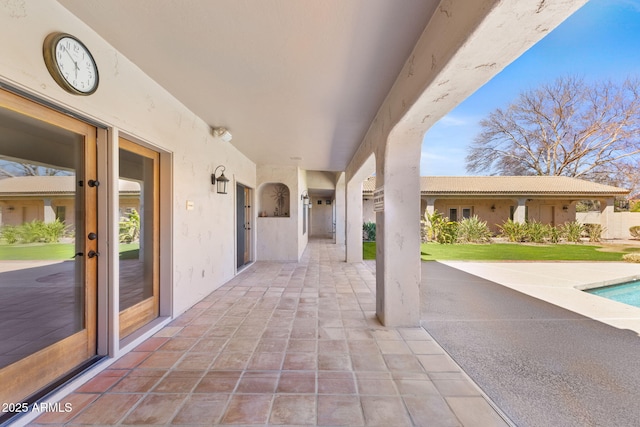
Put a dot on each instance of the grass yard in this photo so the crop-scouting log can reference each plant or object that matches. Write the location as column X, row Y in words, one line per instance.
column 55, row 251
column 508, row 252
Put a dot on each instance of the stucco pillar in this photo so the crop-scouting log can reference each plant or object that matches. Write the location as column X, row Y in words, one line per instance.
column 519, row 215
column 398, row 235
column 431, row 208
column 607, row 211
column 341, row 211
column 354, row 220
column 49, row 213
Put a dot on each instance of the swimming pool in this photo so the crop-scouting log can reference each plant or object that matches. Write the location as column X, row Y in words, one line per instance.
column 628, row 293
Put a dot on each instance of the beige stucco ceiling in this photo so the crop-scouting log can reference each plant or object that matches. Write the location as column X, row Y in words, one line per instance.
column 297, row 82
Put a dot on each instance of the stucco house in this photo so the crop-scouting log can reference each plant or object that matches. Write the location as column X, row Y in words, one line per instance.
column 227, row 114
column 47, row 198
column 495, row 199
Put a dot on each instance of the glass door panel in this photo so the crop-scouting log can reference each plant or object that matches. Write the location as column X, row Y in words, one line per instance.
column 139, row 234
column 47, row 281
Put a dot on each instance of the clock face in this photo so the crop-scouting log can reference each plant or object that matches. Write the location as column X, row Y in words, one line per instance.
column 71, row 64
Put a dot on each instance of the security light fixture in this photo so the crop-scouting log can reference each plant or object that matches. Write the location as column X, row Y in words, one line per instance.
column 221, row 181
column 222, row 133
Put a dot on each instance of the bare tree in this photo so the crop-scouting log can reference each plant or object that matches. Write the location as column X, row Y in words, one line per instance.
column 567, row 128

**Exercise instructions**:
Recast all of the rows above as a two-column CSV headed instruction and answer, one line per row, with the row's text and its answer each in a single quoted field and line breaks replaced by spaces. Leave the pictures out.

**Result of the task**:
instruction,answer
"Put a dot on each instance of the grass yard in this photo so the crop-scouting log can reference each plant or object that matches. Write the location as column X, row Y in words, one line per instance.","column 55, row 251 column 508, row 252"
"Put a dot on each instance of the stucco pillar in this photo so the crop-scouting log can reference each plant or object that matches. Write the location as column X, row Y in words, one line per instance.","column 519, row 215 column 398, row 235 column 431, row 208 column 607, row 211 column 341, row 211 column 354, row 220 column 49, row 213"
"Put a dot on each instance of the swimming pool in this photo so the crop-scouting log can reference each plant or object that matches. Write the location as column X, row Y in words, one line per instance.","column 628, row 293"
"Put a dot on each instance of the beige stucco ceiling in this photo so the crop-scouting log can reference each plant or object that matches. Write the location as column X, row Y in words, one line per instance.","column 297, row 82"
"Put a dot on each instance of the stucco house in this photo so the crop-scouting log can reference each plant or object that matches. Write the location as column X, row Y in words, one line per instance.","column 227, row 114 column 47, row 198 column 495, row 199"
"Put a dot on each instance of the glass door panel in this photo so the crop-scouting log can reference each plant or object that matches. Write the location as column X, row Y in words, one line per instance.","column 139, row 234 column 47, row 281"
"Put a dot on each instance of the clock face in this photo so the crop-scouting log can reference each plant or object that matches. Write the location as column X, row Y in words, one line per instance.","column 71, row 64"
"Put a dot on each instance of the security light fixture in this photo so the crop-scouting log can reference each plant or object that matches. Write the location as column X, row Y in words, one line per instance.","column 221, row 181 column 222, row 133"
"Put a dot on each instance of the bare tree in this photo so the crop-scouting log can reference each plant or object that matches. Write the location as column X, row Y in words, one line per instance.","column 567, row 128"